#### ACTIVITY 1:
According to the article about the Neanderthal fossil nicknamed Thorin, for how long did his lineage stay genetically isolated?
#### ACTIVITY 2:
Continue the article about the Neanderthal fossil nicknamed Thorin, starting after its final sentence.

#### DOCUMENT EXCERPT:
%%

AN ancient lineage of humans' closest relatives has been unearthed in France - and scientists say the discovery is a world-first.

A fossilized Neanderthal was discovered in a cave system in the Rhône Valley in 2015. He was nicknamed Thorin, after the Lord of the Rings character.

DNA analysis revealed Thorin lived between 42,000 and 50,000 years ago, in a small community separated from the rest of the world.

He is just one member of a previously unknown lineage that split from other Neanderthals around 100,000 years ago and remained genetically isolated for over 50,000 years.

"Until now, the story has been that at the time of the extinction there was just one Neanderthal population that was genetically homogeneous, but now we know that there were at least two populations present at that time," geneticist Tharsika Vimala said.

The discovery, published today in Cell Genomics, could elucidate why the species went extinct.

And that isn't all, as scientists uncovered another shocking detail.

Thorin's fossilized remains were discovered in Grotte Mandrin, a cave system previously known to scientists for housing humans.

Despite being found seven years ago, they are still being excavated with painstaking care.

%%

#### ENTRIES PROVIDED:
%%

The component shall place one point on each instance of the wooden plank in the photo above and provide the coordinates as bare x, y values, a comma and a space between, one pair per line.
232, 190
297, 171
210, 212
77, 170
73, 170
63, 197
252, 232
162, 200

%%

#### ANSWER SPACE 1:
For over 50,000 years.

#### ANSWER SPACE 2:
New evidence reveals that Thorin lived within walking distance of another Neanderthal population.

"The Thorin population spent 50,000 years without exchanging genes with other Neanderthal populations," co-first author Ludovic Slimak explained.

"We thus have 50 millennia during which two Neanderthal populations, living about ten days' walk from each other, coexisted while completely ignoring each other."

Slimak - who is responsible for finding Thorin's remains - believes this is proof Neanderthals "biologically concieved our world very differently from us."

Coexisting in such a way would be "unimaginable" for ancient humans, Slimak explained.

While they are often confused as our ancestors, Neanderthals are an entirely different species than Homo sapiens.

There is overlap between our genetic records - and evidence of crossbreeding - but Neanderthals had larger brains, stockier bodies, and more prominent brows.

Senior author Martin Sikora believes Thorin's genome is a remnant of some of the earliest Neanderthal populations in Europe.

"The lineage leading to Thorin would have separated from the lineage leading to the other late Neanderthals around 105,000 years ago," Sikora explained.

Based on the position of Thorin's remains within the cave's sediment, archeologists suspect he lived between 40,000 and 45,000 years ago, making him a "late Neanderthal."

To determine his age, the team extracted DNA from his teeth and jaw and compared his genetic information to previously seequenced Neanderthal genomes.

The intitial analysis suggested Thorin was actually older than the archeological age estimate.

In fact, his genome bore close resemblance to those of Neanderthals who lived more than 100,000 years ago.

The researchers worked for seven years to clear up the mystery, analyzing isotopes from his bones and teeth to date Thorin's remains.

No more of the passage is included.